▶ What you will do:
Reproduce the listing, starting at its first line and ending at the line that contains "[127,76,148,103]". Substitute "Give the bounding coordinates of" for every occurrence of "I need the bounding box for" and leave everything else unchanged.

** start **

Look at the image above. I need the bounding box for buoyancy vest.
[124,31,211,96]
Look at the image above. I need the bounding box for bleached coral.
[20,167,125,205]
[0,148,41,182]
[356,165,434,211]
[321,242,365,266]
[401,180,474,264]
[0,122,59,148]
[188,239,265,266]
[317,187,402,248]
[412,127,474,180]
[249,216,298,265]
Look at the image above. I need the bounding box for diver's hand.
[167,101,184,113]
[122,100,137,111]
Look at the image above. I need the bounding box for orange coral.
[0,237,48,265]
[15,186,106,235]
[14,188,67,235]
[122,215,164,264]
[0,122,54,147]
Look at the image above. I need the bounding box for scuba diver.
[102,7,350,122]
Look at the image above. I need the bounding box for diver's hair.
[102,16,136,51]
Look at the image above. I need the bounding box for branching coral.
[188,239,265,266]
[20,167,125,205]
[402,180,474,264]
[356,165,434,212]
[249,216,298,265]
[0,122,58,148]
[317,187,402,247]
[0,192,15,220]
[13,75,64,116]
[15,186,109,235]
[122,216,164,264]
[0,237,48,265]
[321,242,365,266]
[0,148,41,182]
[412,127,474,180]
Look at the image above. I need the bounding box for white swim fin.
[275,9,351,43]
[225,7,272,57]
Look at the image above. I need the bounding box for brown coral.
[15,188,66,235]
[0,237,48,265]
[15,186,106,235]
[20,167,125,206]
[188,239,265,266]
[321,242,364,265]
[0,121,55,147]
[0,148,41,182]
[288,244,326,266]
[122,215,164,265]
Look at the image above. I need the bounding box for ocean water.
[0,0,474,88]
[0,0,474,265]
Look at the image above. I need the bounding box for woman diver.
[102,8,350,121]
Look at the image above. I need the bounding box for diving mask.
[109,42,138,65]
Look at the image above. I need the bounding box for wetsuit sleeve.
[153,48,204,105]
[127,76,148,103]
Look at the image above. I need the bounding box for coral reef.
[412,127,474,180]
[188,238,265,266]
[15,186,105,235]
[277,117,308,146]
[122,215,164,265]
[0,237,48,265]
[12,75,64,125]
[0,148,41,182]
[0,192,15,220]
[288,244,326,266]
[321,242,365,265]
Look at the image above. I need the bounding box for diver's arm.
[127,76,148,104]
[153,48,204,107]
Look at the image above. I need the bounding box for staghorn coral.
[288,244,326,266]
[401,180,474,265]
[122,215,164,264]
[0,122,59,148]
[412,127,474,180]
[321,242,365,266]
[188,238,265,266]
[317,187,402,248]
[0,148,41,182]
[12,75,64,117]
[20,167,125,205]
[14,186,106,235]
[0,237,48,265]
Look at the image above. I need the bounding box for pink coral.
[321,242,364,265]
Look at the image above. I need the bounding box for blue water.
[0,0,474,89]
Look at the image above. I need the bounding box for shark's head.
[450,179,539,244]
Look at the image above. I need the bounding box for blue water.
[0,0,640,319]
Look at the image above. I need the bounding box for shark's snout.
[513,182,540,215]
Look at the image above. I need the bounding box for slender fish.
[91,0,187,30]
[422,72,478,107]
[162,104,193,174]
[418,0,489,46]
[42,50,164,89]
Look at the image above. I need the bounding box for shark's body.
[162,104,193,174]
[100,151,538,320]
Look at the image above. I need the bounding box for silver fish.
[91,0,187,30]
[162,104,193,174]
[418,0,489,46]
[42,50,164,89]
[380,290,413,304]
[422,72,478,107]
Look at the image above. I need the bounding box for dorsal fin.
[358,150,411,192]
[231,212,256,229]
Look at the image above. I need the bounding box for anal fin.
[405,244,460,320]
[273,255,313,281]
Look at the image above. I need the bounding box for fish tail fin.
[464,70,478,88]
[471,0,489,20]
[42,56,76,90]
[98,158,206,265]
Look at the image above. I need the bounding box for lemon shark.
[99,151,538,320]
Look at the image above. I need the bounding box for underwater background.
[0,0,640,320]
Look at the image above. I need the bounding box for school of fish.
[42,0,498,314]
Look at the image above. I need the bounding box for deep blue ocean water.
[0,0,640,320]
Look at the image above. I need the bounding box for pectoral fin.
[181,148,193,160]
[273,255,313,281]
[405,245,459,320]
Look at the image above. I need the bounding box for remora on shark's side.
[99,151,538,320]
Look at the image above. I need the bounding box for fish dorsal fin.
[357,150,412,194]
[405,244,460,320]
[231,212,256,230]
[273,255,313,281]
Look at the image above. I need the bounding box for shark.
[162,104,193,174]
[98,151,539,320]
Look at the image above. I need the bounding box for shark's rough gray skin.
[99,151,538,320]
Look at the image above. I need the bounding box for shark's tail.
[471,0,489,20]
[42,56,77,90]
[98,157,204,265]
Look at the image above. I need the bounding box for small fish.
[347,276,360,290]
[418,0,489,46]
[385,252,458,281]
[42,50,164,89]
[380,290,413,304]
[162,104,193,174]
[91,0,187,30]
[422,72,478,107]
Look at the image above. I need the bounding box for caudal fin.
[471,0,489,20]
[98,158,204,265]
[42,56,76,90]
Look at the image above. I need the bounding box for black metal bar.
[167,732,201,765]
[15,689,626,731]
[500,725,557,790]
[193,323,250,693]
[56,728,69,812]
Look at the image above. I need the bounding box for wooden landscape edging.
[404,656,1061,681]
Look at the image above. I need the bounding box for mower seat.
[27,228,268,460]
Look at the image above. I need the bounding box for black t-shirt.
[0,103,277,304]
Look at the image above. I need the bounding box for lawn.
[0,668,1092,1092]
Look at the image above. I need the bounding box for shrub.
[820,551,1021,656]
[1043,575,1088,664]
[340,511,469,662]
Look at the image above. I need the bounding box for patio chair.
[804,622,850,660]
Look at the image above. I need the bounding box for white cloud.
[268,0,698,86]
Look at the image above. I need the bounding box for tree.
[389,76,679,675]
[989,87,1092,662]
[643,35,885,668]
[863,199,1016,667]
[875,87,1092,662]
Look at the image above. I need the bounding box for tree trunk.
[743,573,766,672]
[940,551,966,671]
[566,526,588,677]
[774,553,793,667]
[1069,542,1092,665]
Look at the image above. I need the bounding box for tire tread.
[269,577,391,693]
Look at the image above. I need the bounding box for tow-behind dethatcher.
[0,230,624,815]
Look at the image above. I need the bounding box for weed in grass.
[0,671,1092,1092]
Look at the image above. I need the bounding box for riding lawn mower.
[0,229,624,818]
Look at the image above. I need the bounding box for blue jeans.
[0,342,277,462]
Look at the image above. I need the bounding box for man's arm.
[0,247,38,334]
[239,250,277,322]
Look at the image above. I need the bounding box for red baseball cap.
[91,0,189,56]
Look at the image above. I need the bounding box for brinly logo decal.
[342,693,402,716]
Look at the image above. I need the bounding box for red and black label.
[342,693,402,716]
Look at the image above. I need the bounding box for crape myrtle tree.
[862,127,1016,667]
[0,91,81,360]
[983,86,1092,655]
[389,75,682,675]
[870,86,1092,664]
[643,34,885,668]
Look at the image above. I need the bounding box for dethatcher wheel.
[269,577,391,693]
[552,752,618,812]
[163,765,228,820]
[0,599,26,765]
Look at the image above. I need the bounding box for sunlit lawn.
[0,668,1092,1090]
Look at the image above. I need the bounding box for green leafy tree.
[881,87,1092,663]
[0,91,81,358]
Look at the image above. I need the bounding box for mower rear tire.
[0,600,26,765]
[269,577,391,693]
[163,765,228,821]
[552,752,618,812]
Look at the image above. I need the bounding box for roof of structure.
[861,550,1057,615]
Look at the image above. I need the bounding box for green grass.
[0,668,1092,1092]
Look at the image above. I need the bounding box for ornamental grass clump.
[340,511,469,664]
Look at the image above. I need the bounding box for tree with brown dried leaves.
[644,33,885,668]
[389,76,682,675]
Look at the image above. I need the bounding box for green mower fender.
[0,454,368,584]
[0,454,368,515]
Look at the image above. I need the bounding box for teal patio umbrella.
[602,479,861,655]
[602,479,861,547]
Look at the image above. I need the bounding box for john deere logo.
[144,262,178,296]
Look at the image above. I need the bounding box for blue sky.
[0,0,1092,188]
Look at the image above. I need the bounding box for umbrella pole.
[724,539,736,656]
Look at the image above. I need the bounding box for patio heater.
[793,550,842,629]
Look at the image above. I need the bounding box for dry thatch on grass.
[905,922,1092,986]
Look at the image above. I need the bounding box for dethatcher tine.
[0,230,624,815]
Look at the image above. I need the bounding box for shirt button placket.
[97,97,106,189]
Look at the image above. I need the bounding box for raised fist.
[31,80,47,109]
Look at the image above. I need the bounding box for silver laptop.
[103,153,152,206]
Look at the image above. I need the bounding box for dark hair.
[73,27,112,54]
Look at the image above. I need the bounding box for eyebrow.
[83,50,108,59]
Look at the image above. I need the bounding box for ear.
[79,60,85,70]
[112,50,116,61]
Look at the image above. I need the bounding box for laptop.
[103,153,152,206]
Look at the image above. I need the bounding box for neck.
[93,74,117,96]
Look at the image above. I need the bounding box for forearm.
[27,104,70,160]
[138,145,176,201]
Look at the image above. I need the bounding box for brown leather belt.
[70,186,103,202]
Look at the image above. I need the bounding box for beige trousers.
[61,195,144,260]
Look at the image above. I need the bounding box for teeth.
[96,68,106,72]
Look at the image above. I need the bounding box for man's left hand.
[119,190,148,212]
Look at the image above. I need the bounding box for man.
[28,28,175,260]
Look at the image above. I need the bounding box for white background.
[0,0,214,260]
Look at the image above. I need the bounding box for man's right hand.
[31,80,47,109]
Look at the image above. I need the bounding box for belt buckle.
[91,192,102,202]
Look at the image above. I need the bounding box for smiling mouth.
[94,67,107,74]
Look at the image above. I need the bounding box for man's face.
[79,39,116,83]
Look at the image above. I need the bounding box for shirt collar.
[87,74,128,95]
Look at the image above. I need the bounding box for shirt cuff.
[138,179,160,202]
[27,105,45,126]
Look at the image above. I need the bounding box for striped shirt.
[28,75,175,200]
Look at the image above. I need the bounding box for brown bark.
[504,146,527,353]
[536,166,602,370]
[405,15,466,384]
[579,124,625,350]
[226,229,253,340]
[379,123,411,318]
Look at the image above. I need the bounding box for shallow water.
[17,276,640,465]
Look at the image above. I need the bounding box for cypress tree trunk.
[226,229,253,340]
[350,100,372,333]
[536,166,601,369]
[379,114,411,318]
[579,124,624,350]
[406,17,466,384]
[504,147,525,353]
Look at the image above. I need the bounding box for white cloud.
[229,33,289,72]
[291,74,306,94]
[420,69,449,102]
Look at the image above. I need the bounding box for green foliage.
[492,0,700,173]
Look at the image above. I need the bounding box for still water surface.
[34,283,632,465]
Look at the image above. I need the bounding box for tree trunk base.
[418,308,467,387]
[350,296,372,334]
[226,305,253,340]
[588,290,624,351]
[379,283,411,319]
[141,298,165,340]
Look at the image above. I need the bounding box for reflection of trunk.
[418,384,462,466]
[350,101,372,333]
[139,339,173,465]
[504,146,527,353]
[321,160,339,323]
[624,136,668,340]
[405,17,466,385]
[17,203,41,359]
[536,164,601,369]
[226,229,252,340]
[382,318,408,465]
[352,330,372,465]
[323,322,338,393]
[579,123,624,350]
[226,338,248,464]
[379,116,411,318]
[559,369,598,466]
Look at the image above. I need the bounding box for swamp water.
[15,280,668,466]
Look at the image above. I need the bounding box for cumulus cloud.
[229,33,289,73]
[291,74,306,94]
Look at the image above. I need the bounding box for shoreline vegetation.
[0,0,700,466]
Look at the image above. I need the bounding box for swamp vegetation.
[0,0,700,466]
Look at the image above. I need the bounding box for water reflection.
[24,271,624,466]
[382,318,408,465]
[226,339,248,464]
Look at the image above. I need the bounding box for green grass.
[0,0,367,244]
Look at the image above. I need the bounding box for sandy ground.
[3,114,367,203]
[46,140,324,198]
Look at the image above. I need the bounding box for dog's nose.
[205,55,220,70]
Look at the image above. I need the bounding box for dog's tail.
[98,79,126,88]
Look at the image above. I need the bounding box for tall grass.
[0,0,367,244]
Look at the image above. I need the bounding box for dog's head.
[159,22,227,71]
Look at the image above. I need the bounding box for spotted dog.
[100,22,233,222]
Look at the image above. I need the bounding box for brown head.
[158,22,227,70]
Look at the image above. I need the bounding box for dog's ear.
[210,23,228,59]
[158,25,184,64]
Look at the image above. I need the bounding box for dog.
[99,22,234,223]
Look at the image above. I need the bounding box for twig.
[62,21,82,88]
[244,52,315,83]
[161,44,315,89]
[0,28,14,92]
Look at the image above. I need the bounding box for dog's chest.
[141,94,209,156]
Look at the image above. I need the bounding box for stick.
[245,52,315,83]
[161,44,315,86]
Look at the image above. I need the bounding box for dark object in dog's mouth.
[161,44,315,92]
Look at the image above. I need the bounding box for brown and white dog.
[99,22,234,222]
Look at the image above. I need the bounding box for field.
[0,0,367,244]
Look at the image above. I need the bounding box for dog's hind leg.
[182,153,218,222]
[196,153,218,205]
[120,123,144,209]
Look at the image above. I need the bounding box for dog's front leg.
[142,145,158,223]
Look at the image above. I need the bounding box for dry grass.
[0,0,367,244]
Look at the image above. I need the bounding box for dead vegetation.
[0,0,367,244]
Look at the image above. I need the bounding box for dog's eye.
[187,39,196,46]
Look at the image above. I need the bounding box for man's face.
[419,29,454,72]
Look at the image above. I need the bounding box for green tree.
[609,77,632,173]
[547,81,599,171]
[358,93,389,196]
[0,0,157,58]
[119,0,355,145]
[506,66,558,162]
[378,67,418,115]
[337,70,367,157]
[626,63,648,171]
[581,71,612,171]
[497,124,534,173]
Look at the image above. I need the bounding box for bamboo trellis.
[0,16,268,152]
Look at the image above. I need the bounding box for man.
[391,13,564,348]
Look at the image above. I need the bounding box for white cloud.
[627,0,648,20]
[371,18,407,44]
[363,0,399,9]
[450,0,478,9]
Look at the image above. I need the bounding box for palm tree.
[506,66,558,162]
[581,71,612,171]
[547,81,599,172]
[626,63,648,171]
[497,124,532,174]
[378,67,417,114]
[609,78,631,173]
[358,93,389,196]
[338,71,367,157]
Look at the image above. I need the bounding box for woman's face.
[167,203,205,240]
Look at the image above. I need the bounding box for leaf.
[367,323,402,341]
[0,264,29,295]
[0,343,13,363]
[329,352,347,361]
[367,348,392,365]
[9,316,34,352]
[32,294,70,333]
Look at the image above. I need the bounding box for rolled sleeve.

** end **

▶ Response to the task:
Look at the image above. Give the bounding coordinates of buoyancy vest.
[124,31,211,96]
Look at the image above. Give the bounding coordinates of bleached coral.
[20,167,125,205]
[0,148,41,182]
[356,165,434,211]
[321,242,365,266]
[401,180,474,264]
[0,122,59,148]
[188,239,265,266]
[317,187,402,248]
[412,127,474,180]
[249,216,298,265]
Look at the image above. Give the bounding coordinates of diver's hand.
[167,101,184,113]
[122,100,137,111]
Look at the image above. Give the bounding coordinates of orange coral.
[0,237,48,265]
[15,186,106,235]
[14,188,67,235]
[122,215,164,264]
[0,122,54,147]
Look at the image above. Give the bounding coordinates of scuba diver.
[102,7,350,122]
Look at the image above. Give the bounding coordinates of diver's hair.
[102,16,136,51]
Look at the image above. Give the bounding coordinates of branching coral.
[188,239,265,266]
[20,167,125,205]
[402,180,474,264]
[356,165,434,212]
[249,216,298,265]
[0,122,58,148]
[317,187,402,247]
[0,192,15,220]
[13,75,64,116]
[15,186,109,235]
[122,216,164,264]
[0,237,48,265]
[321,242,365,266]
[0,148,41,182]
[412,127,474,180]
Look at the image above. Give the bounding coordinates of white swim fin.
[275,9,351,43]
[225,7,272,57]
Look at the image above. Give the bounding coordinates of brown coral.
[15,188,66,235]
[0,237,48,265]
[15,186,106,235]
[20,167,125,206]
[188,239,265,266]
[321,242,364,265]
[0,121,55,147]
[0,148,41,182]
[288,244,326,266]
[122,215,164,265]
Look at the image above. Give the bounding coordinates of ocean water.
[0,0,474,88]
[0,0,474,265]
Look at the image above. Give the bounding coordinates of woman diver.
[102,8,350,121]
Look at the image above. Give the bounding coordinates of diving mask.
[109,42,138,65]
Look at the image above. Give the bounding coordinates of wetsuit sleeve.
[153,48,204,105]
[127,76,148,103]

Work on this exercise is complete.